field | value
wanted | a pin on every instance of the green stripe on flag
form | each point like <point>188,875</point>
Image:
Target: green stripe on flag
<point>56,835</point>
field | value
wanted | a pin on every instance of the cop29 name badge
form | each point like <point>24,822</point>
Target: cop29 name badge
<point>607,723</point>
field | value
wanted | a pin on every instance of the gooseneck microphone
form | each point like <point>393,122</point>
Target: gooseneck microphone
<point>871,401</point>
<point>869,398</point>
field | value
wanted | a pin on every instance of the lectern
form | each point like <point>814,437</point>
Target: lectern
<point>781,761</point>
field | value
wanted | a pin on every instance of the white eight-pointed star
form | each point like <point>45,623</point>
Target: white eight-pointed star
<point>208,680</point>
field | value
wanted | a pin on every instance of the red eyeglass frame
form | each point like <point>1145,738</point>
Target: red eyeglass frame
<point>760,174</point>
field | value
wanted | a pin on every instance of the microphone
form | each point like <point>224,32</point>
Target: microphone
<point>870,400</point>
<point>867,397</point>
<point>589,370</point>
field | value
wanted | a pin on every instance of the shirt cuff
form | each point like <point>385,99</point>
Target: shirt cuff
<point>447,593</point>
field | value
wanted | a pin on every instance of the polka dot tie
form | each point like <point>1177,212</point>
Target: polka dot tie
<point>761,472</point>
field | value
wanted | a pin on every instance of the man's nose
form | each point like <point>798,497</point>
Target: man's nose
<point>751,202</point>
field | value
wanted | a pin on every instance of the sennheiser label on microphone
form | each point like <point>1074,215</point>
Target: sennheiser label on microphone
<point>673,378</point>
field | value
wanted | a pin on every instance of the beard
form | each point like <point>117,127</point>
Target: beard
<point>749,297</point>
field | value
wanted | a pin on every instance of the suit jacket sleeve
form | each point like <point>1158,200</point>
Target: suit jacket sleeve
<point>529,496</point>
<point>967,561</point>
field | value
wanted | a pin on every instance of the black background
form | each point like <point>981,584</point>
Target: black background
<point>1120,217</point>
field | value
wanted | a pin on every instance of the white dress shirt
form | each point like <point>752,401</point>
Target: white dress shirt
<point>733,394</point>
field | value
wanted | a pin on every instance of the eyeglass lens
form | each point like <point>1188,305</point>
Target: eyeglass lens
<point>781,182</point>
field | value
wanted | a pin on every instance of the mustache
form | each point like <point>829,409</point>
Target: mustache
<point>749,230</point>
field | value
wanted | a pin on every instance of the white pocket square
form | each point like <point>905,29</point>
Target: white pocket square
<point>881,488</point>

######

题目说明: 将上面的全部记录逐行复制一遍，每个字符都须与原文一致。

书面解答:
field | value
wanted | a pin on every instance of the green stripe on flag
form | each point like <point>188,875</point>
Image:
Target: green stripe on flag
<point>56,835</point>
field | value
wanted | a pin on every instance of the cop29 name badge
form | each point like <point>24,822</point>
Target: cop29 name badge
<point>607,723</point>
field | value
wanted | a pin on every instance of the gooseneck microphone
form | each point like <point>393,122</point>
Target: gooseneck microphone
<point>871,401</point>
<point>869,398</point>
field | value
wanted | a pin on every instance of the lectern
form | each point like <point>814,437</point>
Target: lectern
<point>781,761</point>
field | value
wanted | a pin on every instance of the white eight-pointed star
form | each point like <point>45,623</point>
Target: white eight-pointed star
<point>208,680</point>
field | value
wanted | a pin on every instance of the red eyeglass frame
form | each point like <point>1145,738</point>
Target: red eyeglass frame
<point>760,174</point>
field | value
wanted | a pin on every instance of the microphone
form | each point like <point>224,32</point>
Target: microphone
<point>870,400</point>
<point>867,397</point>
<point>589,370</point>
field | value
wanted | a pin on every instance of the shirt cuff
form | each point like <point>385,99</point>
Target: shirt cuff
<point>447,593</point>
field | value
wanted | a pin on every instance of the polka dot tie
form | each point like <point>1177,212</point>
Target: polka dot tie
<point>761,472</point>
field | value
wanted | a pin on every instance of the man's nose
form | each point like <point>798,497</point>
Target: man's nose
<point>751,202</point>
field | value
wanted | a pin on every instance of the sennheiser label on microphone
form | each point like <point>1074,215</point>
Target: sennheiser label on microphone
<point>673,378</point>
field | value
wanted | a pin on every instance of the beard
form | each point like <point>117,127</point>
Target: beard
<point>749,297</point>
field | value
wanted | a pin on every instance of the suit jacket sleeve
form | each point like <point>1158,200</point>
Target: suit jacket sleeve
<point>529,496</point>
<point>967,561</point>
field | value
wanted | a pin on every instance of the black background
form | each point like <point>981,584</point>
Target: black background
<point>1120,217</point>
field | value
wanted | a pin on every instance of the white dress shirt
form | each point like <point>752,401</point>
Target: white dress shirt
<point>733,394</point>
field | value
wanted | a pin on every instance of the eyeglass lens
form | each point like <point>1188,305</point>
Target: eyeglass lens
<point>781,182</point>
field | value
wanted | a pin on every instance of the mustache
form | each point like <point>829,409</point>
Target: mustache
<point>749,230</point>
field | value
wanted | a pin on every instance of the white pocket square
form | each point like <point>905,29</point>
Target: white pocket square
<point>881,488</point>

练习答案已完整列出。